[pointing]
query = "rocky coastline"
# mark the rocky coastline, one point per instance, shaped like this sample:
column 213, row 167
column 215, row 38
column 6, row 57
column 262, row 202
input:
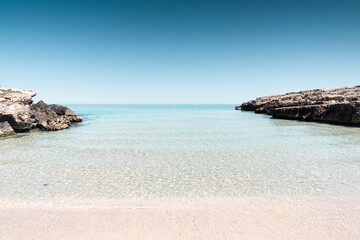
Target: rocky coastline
column 336, row 105
column 18, row 113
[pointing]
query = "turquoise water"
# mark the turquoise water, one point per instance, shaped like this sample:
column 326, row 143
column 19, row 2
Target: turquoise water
column 126, row 152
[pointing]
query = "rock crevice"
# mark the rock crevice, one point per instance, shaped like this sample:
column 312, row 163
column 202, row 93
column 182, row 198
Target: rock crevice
column 18, row 111
column 337, row 106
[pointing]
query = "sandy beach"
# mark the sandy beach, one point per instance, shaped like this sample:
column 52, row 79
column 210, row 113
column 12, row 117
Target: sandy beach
column 230, row 218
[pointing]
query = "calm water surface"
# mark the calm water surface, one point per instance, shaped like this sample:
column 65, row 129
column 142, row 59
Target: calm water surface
column 127, row 152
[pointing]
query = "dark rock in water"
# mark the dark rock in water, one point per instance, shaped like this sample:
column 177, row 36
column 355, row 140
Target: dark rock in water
column 338, row 106
column 6, row 129
column 18, row 109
========================================
▶ EXERCISE INSTRUCTIONS
Please give every line above again word for word, apart from the pictures.

▶ TASK OUTPUT
[pointing]
query = "rocky coastline"
# mark the rocky coastline, one point per instance, shaped like this sample:
column 213, row 167
column 215, row 38
column 6, row 57
column 262, row 202
input:
Target: rocky coastline
column 336, row 105
column 18, row 113
[pointing]
query = "turquoise water"
# mark the turquoise water, one point per instance, shaped like this sample:
column 326, row 143
column 19, row 2
Target: turquoise water
column 126, row 152
[pointing]
query = "rock crevice"
# mark the rock crevice, one point per instance, shaped like this sample:
column 312, row 163
column 202, row 93
column 182, row 198
Target: rock crevice
column 18, row 111
column 337, row 106
[pointing]
query = "sandy beach"
# mark the sandy beach, one point per instance, shaped like this sample:
column 52, row 79
column 210, row 113
column 12, row 117
Target: sandy beach
column 230, row 218
[pointing]
query = "calm water surface"
# mark the calm water surface, one point per instance, shaped like this sample:
column 65, row 129
column 142, row 59
Target: calm water surface
column 127, row 152
[pointing]
query = "dark rock in water"
# mark the dark rock in water, one point per instance, shaped like this sample:
column 177, row 36
column 355, row 140
Target: dark rock in water
column 338, row 106
column 6, row 129
column 18, row 109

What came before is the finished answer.